Consigne A: Selon l'article sur l'Art brut japonais, quelle maison d'édition a publié l'ouvrage ?

Document:
———
Livre

Entre-nerfs

Art brut du Japon, un autre regard

Par Colin Lemoine · L'ŒIL

Le 25 avril 2019 - 772 mots

Publié chez 5 Continents Éditions, l’ouvrage consacré à l’Art brut japonais déçoit par sa frivolité graphique. Une déception d’autant plus vive et cruelle que le sujet réjouit par son ampleur comme par sa profondeur.

Depuis plusieurs années, l’Art brut donne lieu à de nombreuses publications qui, les unes après les autres, exhument des fonds longtemps ignorés et sondent des territoires méjugés. Parus tous deux en octobre 2018, De l’art des fous à l’art psychopathologique– une exploration de la collection Sainte-Anne parue chez Somogy – et L’Art brut– ébouriffante somme publiée par Citadelles & Mazenod – suffisent ainsi à prouver l’actuel regain d’intérêt pour ces créations marginales dont l’étonnante polysémie et l’exubérante polymorphie mettent au défi les éditeurs. Par ailleurs, piochant dans l’inédit, ces ouvrages mettent à l’honneur des institutions majeures dans ce travail de valorisation, que l’on pense à la Halle Saint-Pierre, à Paris, à l’American Folk Art Museum de New York, et, plus encore, à la Collection de l’art brut, à Lausanne, qui abrita du 30 novembre 2018 au 28 avril 2019 l’exposition dont le présent ouvrage constitue le catalogue.
———
Données à traiter:
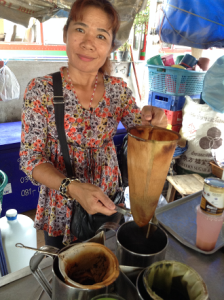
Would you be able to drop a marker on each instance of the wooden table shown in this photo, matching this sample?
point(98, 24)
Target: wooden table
point(185, 184)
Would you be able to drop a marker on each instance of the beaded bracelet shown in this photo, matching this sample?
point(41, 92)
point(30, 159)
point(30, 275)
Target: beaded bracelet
point(64, 187)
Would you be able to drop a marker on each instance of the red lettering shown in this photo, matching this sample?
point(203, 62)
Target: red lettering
point(2, 2)
point(25, 10)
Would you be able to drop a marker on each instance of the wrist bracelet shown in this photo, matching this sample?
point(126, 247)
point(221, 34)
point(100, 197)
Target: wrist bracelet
point(63, 189)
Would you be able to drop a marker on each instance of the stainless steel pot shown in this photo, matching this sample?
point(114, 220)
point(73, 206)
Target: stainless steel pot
point(134, 248)
point(59, 290)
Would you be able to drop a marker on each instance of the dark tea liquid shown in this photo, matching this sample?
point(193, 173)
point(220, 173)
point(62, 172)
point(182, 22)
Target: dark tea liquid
point(134, 239)
point(173, 295)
———
Consigne B: Donnez s'il vous plaît sous forme de liste numérotée tout ce qui va du début des lignes de données jusqu'à la ligne contenant « point(64, 187) », incluse. Omettez les lignes vides et laissez les images de côté.

Réponse A: 5 Continents Éditions.

Réponse B:
1. Would you be able to drop a marker on each instance of the wooden table shown in this photo, matching this sample?
2. point(98, 24)
3. Target: wooden table
4. point(185, 184)
5. Would you be able to drop a marker on each instance of the beaded bracelet shown in this photo, matching this sample?
6. point(41, 92)
7. point(30, 159)
8. point(30, 275)
9. Target: beaded bracelet
10. point(64, 187)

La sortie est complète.